AIM OF THE TASK. Output, word for word, each line from the one with "Look at the photo above. For every instance of the black" through the end of the listing below, excluding every picture.
- Opening Delimiter -
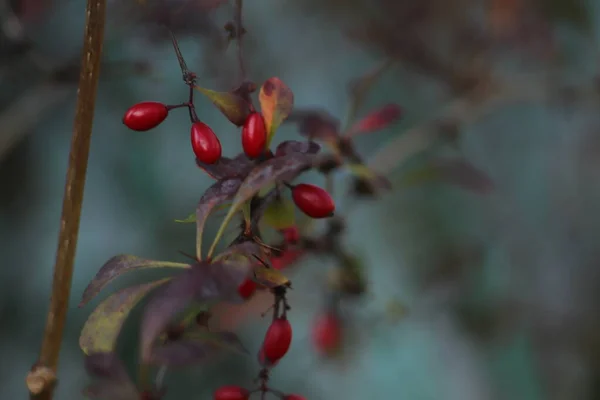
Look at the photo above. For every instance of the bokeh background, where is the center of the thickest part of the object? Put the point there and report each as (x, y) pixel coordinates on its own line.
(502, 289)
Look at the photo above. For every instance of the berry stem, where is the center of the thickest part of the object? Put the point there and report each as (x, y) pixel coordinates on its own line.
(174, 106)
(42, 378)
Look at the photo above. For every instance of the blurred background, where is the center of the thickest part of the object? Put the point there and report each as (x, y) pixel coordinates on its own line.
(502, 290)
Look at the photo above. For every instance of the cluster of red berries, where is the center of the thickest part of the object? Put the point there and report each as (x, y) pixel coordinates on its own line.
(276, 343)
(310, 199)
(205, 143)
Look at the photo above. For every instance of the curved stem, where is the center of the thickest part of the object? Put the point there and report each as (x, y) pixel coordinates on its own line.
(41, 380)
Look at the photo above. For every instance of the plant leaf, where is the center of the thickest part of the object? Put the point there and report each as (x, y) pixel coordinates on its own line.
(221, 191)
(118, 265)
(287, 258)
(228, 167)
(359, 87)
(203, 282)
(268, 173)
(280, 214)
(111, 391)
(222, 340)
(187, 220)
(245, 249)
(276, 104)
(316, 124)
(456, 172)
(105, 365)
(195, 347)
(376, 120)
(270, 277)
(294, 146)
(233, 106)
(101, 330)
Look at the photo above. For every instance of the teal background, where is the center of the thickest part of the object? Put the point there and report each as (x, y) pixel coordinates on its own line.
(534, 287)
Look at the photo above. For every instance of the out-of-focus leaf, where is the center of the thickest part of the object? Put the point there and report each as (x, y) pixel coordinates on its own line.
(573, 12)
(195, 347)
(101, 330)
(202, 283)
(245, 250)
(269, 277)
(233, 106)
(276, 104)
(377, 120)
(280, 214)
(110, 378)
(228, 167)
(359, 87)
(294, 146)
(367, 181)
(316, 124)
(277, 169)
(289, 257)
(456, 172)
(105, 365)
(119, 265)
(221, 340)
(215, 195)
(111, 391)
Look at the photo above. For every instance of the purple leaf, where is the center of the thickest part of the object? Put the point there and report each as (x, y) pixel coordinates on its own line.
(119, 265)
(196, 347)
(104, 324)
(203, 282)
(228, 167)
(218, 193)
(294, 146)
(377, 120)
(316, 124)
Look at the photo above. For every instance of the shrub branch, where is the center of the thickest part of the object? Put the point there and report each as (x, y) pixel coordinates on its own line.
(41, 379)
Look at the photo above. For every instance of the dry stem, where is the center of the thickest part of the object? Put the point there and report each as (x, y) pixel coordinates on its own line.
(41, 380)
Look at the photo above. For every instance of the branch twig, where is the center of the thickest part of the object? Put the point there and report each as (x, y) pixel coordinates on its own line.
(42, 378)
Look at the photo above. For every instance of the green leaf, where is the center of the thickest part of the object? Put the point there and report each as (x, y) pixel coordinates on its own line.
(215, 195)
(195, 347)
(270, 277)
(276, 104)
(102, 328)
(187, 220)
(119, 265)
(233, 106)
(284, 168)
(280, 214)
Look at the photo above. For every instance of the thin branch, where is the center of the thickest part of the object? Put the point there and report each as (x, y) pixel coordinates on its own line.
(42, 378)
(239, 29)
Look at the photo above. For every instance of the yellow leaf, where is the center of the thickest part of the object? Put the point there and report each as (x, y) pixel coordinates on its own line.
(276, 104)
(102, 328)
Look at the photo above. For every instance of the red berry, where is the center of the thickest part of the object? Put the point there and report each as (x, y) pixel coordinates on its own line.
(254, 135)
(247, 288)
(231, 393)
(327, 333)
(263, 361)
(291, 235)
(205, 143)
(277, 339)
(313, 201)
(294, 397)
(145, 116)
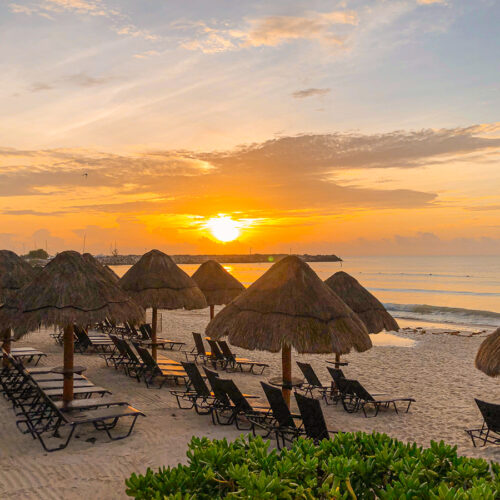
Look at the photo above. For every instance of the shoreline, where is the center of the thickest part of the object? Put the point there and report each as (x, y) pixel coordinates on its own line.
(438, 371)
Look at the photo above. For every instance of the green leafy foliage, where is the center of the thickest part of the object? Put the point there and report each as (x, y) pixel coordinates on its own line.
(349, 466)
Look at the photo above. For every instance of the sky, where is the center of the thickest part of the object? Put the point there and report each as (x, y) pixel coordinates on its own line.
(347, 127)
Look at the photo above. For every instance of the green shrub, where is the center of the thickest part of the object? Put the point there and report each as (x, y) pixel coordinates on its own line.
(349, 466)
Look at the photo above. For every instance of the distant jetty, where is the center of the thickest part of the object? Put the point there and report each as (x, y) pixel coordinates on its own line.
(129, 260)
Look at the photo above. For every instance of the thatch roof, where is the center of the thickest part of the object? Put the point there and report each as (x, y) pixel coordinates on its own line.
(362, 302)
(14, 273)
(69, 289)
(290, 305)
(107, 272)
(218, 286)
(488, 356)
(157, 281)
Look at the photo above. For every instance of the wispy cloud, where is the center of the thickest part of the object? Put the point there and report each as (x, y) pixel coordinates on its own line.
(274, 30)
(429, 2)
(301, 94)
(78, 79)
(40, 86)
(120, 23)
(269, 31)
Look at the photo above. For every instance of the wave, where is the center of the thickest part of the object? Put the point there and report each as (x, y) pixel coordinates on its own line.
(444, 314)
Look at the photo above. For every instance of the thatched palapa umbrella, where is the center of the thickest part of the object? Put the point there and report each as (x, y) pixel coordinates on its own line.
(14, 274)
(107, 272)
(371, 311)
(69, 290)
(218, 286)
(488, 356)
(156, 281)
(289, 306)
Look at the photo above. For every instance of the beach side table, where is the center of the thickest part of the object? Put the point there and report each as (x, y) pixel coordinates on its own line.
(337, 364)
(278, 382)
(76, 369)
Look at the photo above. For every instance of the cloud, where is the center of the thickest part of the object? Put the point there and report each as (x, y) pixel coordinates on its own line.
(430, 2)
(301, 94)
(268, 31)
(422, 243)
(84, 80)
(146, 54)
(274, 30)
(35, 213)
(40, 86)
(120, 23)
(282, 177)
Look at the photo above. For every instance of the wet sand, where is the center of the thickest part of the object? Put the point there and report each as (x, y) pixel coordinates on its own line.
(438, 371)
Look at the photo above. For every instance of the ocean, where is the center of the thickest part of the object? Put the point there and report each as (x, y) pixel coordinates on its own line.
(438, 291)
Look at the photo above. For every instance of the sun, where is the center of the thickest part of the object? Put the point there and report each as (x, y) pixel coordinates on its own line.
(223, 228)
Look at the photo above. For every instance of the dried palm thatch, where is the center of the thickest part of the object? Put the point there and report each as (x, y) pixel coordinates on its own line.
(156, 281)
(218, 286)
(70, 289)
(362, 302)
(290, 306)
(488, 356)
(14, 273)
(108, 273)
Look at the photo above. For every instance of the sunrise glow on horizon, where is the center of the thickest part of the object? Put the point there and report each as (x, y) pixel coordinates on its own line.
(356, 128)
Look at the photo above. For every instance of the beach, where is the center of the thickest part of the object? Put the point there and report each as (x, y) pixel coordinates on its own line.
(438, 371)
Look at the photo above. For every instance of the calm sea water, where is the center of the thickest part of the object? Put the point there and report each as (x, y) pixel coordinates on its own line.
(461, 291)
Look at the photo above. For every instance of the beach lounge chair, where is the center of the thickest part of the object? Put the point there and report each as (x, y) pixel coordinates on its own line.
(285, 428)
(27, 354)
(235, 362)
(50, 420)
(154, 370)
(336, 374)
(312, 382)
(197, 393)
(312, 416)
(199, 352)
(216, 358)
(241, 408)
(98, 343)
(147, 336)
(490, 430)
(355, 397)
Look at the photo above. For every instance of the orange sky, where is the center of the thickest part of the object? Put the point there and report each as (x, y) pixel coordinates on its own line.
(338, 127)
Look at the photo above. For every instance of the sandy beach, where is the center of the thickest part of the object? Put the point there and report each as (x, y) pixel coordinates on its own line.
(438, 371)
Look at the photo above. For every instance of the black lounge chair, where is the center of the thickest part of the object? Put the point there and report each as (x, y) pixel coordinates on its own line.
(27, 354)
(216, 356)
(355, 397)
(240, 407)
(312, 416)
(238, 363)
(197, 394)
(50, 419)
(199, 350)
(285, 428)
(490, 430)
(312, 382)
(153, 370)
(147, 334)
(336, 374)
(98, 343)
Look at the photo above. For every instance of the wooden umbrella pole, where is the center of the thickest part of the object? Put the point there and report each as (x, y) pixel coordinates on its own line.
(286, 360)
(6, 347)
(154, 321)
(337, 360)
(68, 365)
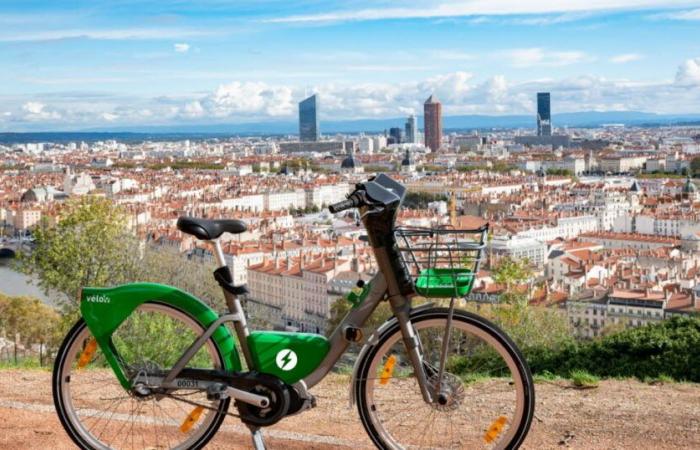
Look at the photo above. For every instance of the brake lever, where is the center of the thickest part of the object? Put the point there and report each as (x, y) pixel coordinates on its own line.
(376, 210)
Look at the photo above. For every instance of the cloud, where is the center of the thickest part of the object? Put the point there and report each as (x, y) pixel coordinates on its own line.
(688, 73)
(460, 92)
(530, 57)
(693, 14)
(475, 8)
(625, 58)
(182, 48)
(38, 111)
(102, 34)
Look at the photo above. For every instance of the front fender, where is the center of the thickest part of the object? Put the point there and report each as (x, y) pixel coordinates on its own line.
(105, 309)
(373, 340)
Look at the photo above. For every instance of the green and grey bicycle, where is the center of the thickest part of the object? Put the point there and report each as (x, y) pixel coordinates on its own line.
- Closing Delimiter -
RESPONSE TO THIS EXERCISE.
Look at the photo above. For every instance of the black lounge chair, where is the center of the thickest part of the object? Put the point there and report each as (x, y) pixel coordinates on its own line.
(27, 354)
(216, 356)
(355, 397)
(240, 407)
(312, 416)
(238, 363)
(197, 394)
(50, 419)
(199, 350)
(285, 428)
(490, 430)
(312, 382)
(153, 370)
(147, 334)
(336, 374)
(98, 343)
Look at the photo above. For every instance of the wooden umbrella pole, where is the center of the thickest part of the object? Put the point there and report each as (x, y) pixel coordinates on its own line.
(286, 360)
(6, 347)
(154, 321)
(337, 360)
(68, 365)
Look at the photo above. For every instance of the brake lever, where is the center of the thickest part of the object? Put the point there and report each as (x, y) pixel coordinates on its own line.
(376, 210)
Look at the photo above. For every instance of the cloud, where is the center of the thickest part of the object? Put the point there and report each as (x, y) pixel coordinates on its own line.
(688, 73)
(460, 92)
(530, 57)
(693, 14)
(475, 8)
(625, 58)
(182, 48)
(38, 111)
(102, 34)
Look at the photo above. For every instance of the front fender, where is the center of the thickest part of the object? Put the point there and report each as (x, y) pixel coordinates on its own line.
(105, 309)
(373, 340)
Look at the photo above. For every instance of the green and grey bicycle, where is the center of the thickest part of the object? Put the point there and report each as (x, y) pixel coordinates on its own line.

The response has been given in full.